**Task prompt:** Transcribe the entries below exactly; leave every image out.

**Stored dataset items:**
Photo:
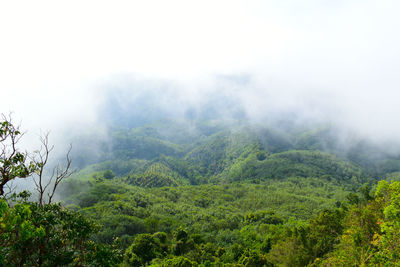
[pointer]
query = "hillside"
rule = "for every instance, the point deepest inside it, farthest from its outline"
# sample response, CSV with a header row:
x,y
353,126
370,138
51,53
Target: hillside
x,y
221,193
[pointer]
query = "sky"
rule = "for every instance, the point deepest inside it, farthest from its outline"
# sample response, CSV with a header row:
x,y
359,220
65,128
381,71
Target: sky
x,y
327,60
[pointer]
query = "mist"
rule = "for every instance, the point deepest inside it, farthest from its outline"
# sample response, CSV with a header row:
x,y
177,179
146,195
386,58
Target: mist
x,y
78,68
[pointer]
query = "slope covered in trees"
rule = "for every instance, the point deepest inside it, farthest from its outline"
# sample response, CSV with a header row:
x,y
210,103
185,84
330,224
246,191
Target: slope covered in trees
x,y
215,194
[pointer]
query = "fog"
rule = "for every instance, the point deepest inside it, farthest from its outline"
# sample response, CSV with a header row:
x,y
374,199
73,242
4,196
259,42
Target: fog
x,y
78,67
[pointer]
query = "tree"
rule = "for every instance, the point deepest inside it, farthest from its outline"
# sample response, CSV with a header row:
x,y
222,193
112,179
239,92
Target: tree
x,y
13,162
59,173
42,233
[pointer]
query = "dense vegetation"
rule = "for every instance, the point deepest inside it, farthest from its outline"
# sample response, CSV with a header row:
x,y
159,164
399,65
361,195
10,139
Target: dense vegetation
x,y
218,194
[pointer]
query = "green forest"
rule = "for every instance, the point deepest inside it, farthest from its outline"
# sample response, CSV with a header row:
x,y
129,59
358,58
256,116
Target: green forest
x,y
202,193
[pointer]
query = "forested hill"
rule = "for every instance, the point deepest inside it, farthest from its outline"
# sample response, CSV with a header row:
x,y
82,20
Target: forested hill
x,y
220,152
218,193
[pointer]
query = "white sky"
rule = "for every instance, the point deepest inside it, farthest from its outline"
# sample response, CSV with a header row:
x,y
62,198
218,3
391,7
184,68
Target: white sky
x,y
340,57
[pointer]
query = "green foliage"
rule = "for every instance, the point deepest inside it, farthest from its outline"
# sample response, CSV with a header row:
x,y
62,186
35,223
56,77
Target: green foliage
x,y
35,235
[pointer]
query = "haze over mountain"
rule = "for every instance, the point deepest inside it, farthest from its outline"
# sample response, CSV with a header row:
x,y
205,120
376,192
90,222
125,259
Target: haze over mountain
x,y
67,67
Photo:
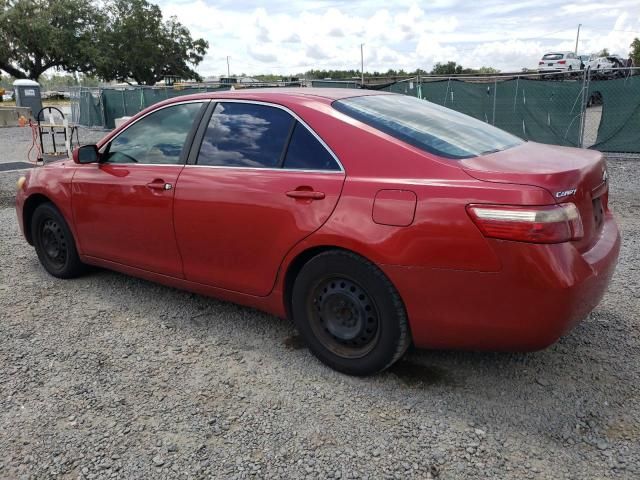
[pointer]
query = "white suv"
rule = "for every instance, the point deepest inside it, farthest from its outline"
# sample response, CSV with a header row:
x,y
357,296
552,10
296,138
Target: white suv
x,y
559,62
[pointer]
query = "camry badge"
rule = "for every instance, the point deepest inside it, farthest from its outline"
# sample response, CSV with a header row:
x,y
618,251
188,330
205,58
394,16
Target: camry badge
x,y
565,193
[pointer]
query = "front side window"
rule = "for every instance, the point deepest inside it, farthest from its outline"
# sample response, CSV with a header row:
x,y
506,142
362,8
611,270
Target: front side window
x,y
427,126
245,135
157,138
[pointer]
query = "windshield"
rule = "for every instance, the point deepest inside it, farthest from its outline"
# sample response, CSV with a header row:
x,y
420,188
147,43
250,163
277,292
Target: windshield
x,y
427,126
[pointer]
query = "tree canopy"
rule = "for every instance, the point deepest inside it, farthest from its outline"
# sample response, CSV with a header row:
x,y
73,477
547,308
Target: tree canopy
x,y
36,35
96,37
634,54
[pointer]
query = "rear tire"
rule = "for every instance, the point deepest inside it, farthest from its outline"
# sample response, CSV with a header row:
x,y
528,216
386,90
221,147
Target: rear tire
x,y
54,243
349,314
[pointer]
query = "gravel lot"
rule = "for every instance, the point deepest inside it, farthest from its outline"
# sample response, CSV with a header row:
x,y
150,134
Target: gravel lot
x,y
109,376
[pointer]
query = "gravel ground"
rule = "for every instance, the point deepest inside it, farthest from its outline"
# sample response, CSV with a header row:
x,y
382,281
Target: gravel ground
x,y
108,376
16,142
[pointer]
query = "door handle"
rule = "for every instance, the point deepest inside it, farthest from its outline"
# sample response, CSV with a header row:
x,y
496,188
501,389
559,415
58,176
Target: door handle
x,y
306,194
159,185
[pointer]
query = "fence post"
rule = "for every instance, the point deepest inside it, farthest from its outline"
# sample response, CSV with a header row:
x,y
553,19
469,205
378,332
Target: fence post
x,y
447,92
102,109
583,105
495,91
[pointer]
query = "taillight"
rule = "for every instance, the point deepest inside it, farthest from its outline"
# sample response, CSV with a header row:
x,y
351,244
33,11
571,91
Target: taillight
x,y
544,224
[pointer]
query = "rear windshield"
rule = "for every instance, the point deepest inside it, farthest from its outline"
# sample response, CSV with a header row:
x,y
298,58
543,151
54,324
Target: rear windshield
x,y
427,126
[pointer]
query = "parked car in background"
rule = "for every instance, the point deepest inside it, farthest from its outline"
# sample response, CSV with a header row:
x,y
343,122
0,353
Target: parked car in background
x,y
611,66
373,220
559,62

**Expected answer:**
Photo:
[pointer]
query = "hillside"
rule = "for every instance, the point deepest inside it, farthest from its outline"
# sample response, CSV with a header row:
x,y
353,126
370,138
51,53
Target: hillside
x,y
221,193
[pointer]
query = "sky"
rule = "for every instance, the point deepest inside it, farthest from its outline"
# sample response, CSV with a header row:
x,y
359,220
65,128
381,71
Target: sky
x,y
327,60
[pointer]
query = "mist"
rule = "for every instance, the point deepest inside it, farthest from its outline"
# sample response, CSV with a header row:
x,y
177,179
146,195
386,58
Target: mist
x,y
78,68
[pointer]
query = "slope covered in trees"
rule = "for every instance, the point deepest inside it, farthest from its outline"
# sample response, CSV with a header row:
x,y
210,103
185,84
330,224
246,191
Target: slope covered in trees
x,y
215,194
[pointer]
query = "fog"
rule = "for every instance, the point deepest inside it, farthest from its outline"
# sample response, CSV with a header row:
x,y
374,199
73,242
4,196
259,42
Target: fog
x,y
78,67
[pointer]
query = "tree"
rule = "for every instance, the point deepest inside it, farthest from its outline"
# sample response, CSV with a header row:
x,y
222,193
112,179
239,92
Target: tree
x,y
13,162
59,173
42,233
[pointer]
query = "dense vegetation"
rule = "for every instance, the point deepest inside it, farthest from its outline"
# sample response, CSV with a header row:
x,y
159,164
399,65
361,195
10,139
Target: dense vegetation
x,y
218,194
[pointer]
query = "green forest"
rule = "for every instance, the point deepest inside it, farthest from its outline"
# sample response, CSV with a header row:
x,y
129,59
358,58
256,116
Target: green forest
x,y
202,193
[pointer]
query = "forested hill"
rule = "for every instance, the point deepest inside it, farthest from its outline"
# sample response, CSV with a header row:
x,y
82,20
Target: forested hill
x,y
220,152
218,193
[pointer]
query = "white sky"
rule = "for every instance, the point deepest inside it, farthest from its outline"
# sample response, CSV with a header row:
x,y
62,198
218,3
391,7
184,68
Target: white sky
x,y
340,57
[pointer]
query = "green foliage"
rule = "for every instance, the point deepest inside it, farthest from its outline"
# sample response, CSV with a header row:
x,y
62,186
35,223
56,77
Target: green foliage
x,y
35,235
[pointer]
query = "haze over mountain"
rule = "for every instance, the point deepest inside it, farthest from its outline"
# sample response, CSV with a header row:
x,y
205,120
376,192
90,222
125,259
Target: haze over mountain
x,y
67,67
Photo:
[pointer]
query = "white suv"
rule = "for every instance, the point deepest inside it, farthest from its outline"
# sample response, CSV with a header row:
x,y
357,296
552,10
296,138
Target: white suv
x,y
559,62
[pointer]
query = "camry badge"
rule = "for every instance, the point deepest inside it, farthest from its outline"
# sample response, CSV with a header row:
x,y
618,251
188,330
205,58
394,16
Target: camry badge
x,y
565,193
[pointer]
query = "front side window"
rule = "for every instance, the point deepest inside it, farthest from its outline"
# sample response, CSV with a header row:
x,y
506,142
362,8
611,270
Target: front side window
x,y
427,126
245,135
157,138
[pointer]
query = "windshield"
rule = "for every instance, the point deepest inside it, farthest from its outline"
# sample response, CSV with a header row:
x,y
420,188
147,43
250,163
277,292
Target: windshield
x,y
427,126
[pointer]
query = "tree canopy"
rule = "for every instance, the point deepest inside it, farthest from its outline"
# sample response, CSV with a header row:
x,y
73,477
547,308
Target: tree canopy
x,y
36,35
96,37
634,54
[pointer]
query = "rear tire"
rule = "for every instance, the point deepest inside it, farthest from its outline"
# sample response, CSV with a header row:
x,y
528,216
386,90
221,147
Target: rear tire
x,y
54,243
349,314
[pointer]
query = "gravel lot"
rule = "for every instance, the point deepest inside it, farthest from its outline"
# sample response, CSV with a header row:
x,y
150,134
Target: gravel lot
x,y
109,376
[pointer]
query = "gravel ground"
rule = "for every instance, the point deepest inside it, farthest from its outline"
# sample response, CSV with a header row:
x,y
382,281
Target: gravel ground
x,y
108,376
16,142
[pointer]
query = "door handle"
rule = "for every instance, the point deepest inside it, farthest from its outline"
# sample response, CSV with a header row:
x,y
496,188
501,389
559,415
58,176
Target: door handle
x,y
306,194
159,185
[pointer]
query = "fence post"
rule = "for every instance, the point deepest inside it, farthest from its outline"
# sample response, CSV with a header row:
x,y
553,19
469,205
378,332
Target: fence post
x,y
447,92
102,109
583,105
495,91
[pointer]
query = "taillight"
rule = "for every instance, the point deepest inside it, farthest from its outline"
# sample response, CSV with a header row:
x,y
351,244
33,11
571,91
Target: taillight
x,y
544,224
[pointer]
query = "rear windshield"
rule = "for every instance, the point deepest inside it, farthest from its outline"
# sample response, CSV with a header row:
x,y
298,58
543,151
54,324
Target: rear windshield
x,y
427,126
[pointer]
query = "parked car in background"
rule = "for every instance, the point deepest inside it, farthest from its outline"
# sample response, CSV with a header row:
x,y
343,122
0,353
Target: parked car in background
x,y
611,66
373,220
559,62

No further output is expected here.